**LISTA ZADAŃ:**
#1 Przepisz słowo w słowo fragment tekstu o włoskim nacjonalizmie, zaczynając od „Mam zaszczyt zapoznać” i kończąc na „z innymi ruchami?”.
#2 Kiedy według tekstu o włoskim nacjonalizmie powstała grupa Resistenza Nazionale?

**TEKST DO PRZECZYTANIA:**
.....

Mam zaszczyt zapoznać Czytelników z ideą włoskiego, radykalnego nacjonalizmu. Nacjonalizmu o silnym akcencie antykapitalistycznym, autonomicznym i europejskim. Jest to droga, którą w Europie podąża co raz więcej grup. W Polsce zaczynają pojawiać się środowiska, które również wybierają ten sposób działania. Odchodzą od historyzmu i nijakości Ruchu Narodowego oraz popierania ugrupowań o charakterze konserwatywno-liberalnym. Wybierają solidaryzm społeczny, wspólnotowość oraz autonomiczny sposób działania.
T.K.
1. W Polsce, współczesny włoski nacjonalizm kojarzony jest z ruchem Casa Pound i Forza Nuova. Czy moglibyście przedstawić naszym Czytelnikom swoją grupę? Czy byliście związani wcześniej z innymi ruchami?
Resistenza Nazionale – RN (Narodowy Opór – http://resistenza-nazionale.blogspot.it) jest nieformalną grupą nacjonalistów, która powstała na początku 2008 roku, bazując na zasadzie idei „zrób to sam” (DIY – Do It Yourself) oraz autonomicznego aktywizmu bez hierarchii.
Początków RN należy szukać w okolicach 2007 roku, w czasie gdy w Italii zaczynały tworzyć się grupy autonomicznych nacjonalistów. Dzisiaj możemy powiedzieć, że RN jest raczej ideą niż grupą, ideą wyrażającą ducha naszych czasów: rewolucyjny opór, polityczną filozofią „diversity of tactics”[1] oraz wizji kreatywnej i aktywnej walki politycznej.

.....

**ZESTAWIENIE WPISÓW:**
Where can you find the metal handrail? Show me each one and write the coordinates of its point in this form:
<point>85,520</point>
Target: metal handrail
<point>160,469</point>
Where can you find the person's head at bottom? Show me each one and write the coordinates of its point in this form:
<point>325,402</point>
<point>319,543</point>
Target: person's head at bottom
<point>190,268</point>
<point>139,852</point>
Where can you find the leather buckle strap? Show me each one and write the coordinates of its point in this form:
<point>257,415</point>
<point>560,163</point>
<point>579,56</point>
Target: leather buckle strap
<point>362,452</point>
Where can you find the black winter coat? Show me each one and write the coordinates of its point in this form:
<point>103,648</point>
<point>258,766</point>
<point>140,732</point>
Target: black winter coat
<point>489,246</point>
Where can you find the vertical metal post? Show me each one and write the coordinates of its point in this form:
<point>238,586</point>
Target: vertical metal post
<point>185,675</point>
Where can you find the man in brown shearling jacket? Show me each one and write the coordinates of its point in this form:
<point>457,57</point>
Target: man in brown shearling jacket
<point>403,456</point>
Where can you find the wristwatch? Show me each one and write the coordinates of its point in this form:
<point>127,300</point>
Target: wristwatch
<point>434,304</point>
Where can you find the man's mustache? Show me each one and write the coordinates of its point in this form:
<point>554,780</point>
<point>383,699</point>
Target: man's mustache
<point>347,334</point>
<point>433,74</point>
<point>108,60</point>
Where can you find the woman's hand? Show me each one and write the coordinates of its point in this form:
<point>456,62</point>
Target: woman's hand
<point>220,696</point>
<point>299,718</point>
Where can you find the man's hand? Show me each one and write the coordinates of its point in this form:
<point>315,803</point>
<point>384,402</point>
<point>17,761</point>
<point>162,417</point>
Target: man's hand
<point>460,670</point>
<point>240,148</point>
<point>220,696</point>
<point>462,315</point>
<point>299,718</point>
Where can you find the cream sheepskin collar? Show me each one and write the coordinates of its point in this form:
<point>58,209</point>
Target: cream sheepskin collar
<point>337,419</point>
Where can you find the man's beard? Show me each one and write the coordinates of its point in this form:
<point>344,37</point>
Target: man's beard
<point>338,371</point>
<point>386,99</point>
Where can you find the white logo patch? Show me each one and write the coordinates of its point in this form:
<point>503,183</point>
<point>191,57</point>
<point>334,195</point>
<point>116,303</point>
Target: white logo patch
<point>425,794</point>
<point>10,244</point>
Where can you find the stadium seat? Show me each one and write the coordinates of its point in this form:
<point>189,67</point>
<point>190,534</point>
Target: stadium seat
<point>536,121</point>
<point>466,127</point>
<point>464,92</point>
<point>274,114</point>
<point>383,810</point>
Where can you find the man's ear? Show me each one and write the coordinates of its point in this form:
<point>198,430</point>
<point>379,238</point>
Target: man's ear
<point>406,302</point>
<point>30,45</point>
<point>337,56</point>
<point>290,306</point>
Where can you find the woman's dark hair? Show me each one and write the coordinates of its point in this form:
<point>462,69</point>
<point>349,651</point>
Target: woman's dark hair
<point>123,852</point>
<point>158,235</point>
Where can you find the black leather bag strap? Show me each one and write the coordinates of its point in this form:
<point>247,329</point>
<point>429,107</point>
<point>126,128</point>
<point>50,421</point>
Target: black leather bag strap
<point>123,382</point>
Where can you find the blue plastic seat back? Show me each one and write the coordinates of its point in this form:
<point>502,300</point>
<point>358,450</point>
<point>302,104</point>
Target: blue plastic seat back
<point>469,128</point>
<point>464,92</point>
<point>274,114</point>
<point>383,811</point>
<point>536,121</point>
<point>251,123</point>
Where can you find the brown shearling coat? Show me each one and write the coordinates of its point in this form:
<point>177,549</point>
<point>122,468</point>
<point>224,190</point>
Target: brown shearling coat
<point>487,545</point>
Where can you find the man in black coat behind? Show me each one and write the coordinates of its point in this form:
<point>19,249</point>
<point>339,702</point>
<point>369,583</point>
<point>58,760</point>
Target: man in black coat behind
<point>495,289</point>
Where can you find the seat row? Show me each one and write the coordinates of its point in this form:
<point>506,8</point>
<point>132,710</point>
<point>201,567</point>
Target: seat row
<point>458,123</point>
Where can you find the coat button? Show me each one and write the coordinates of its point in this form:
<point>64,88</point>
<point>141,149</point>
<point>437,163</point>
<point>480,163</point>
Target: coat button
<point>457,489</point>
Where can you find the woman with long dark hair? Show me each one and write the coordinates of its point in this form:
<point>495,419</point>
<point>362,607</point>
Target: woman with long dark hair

.....

**ODPOWIEDZI DO ZADAŃ:**
#1
Mam zaszczyt zapoznać Czytelników z ideą włoskiego, radykalnego nacjonalizmu. Nacjonalizmu o silnym akcencie antykapitalistycznym, autonomicznym i europejskim. Jest to droga, którą w Europie podąża co raz więcej grup. W Polsce zaczynają pojawiać się środowiska, które również wybierają ten sposób działania. Odchodzą od historyzmu i nijakości Ruchu Narodowego oraz popierania ugrupowań o charakterze konserwatywno-liberalnym. Wybierają solidaryzm społeczny, wspólnotowość oraz autonomiczny sposób działania.
T.K.
1. W Polsce, współczesny włoski nacjonalizm kojarzony jest z ruchem Casa Pound i Forza Nuova. Czy moglibyście przedstawić naszym Czytelnikom swoją grupę? Czy byliście związani wcześniej z innymi ruchami?

#2 Na początku 2008 roku.